INSTRUCTIONS.
A: From the album review below, set down the stretch from "Make no mistake" through "could speak Japanese." word for word.
B: List every track title from the album that the review below names, giving each title once.

On its cosmically-themed debut album, Planet Shining, m-flo takes a number of influences from seemingly disparate sources to create a form of R&B and hip-hop at once familiar and new.

Make no mistake — this album is R&B through and through, but at the same time, there’s a sensibility to m-flo’s music that goes beyond deep soul.

On “Ten Below Blazing,” a drum ‘n’ bass beat drives singer Lisa’s multi-layered chorus. “Come Back to Me” includes a space age arpeggio more akin to Deee-Lite than to Lauryn Hill. And “Hands” contains a piano hook that could have been lifted from a Steve Reich composition.

And while all these little sonic flourishes add up to an impressive overall sound, Planet Shining still relies on great hooks to anchor the group’s music.

“Come Back to Me” is without a doubt the most infectous ballad to grace a pair of stereo speakers. “L.O.T. [Love or Truth]” has a chorus that makes you wish you could speak Japanese.

The only moment where Planet Shining falls flat is on “Interlude Three.” Until then, the aircraft-themed interludes were mostly non-obtrusive, if not midly entertaining. But here, three rappers attempt to create an in-house radio show — for four minutes.

If you’re not listening too closely, “Interlude Three” can be quite annoying, although there are moments when the Ebonics-inflected Japanese banter is quite amusing.

In all, Planet Shining is an impressive debut from a group with a very keen sense of itself.

INFORMATION SHOWN.
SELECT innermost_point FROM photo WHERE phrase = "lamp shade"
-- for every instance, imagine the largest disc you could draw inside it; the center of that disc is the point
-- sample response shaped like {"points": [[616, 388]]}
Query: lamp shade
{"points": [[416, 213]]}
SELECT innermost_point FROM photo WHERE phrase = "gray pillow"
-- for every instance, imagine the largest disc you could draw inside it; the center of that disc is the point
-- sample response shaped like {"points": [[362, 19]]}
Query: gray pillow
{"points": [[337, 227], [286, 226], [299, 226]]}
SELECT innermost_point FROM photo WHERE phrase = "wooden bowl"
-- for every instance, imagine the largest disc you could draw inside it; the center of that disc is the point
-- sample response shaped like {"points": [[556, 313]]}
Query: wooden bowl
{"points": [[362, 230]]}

ANSWERS BY ITEM.
A:
Make no mistake — this album is R&B through and through, but at the same time, there’s a sensibility to m-flo’s music that goes beyond deep soul.

On “Ten Below Blazing,” a drum ‘n’ bass beat drives singer Lisa’s multi-layered chorus. “Come Back to Me” includes a space age arpeggio more akin to Deee-Lite than to Lauryn Hill. And “Hands” contains a piano hook that could have been lifted from a Steve Reich composition.

And while all these little sonic flourishes add up to an impressive overall sound, Planet Shining still relies on great hooks to anchor the group’s music.

“Come Back to Me” is without a doubt the most infectous ballad to grace a pair of stereo speakers. “L.O.T. [Love or Truth]” has a chorus that makes you wish you could speak Japanese.

B:
Ten Below Blazing
Come Back to Me
Hands
L.O.T. [Love or Truth]
Interlude Three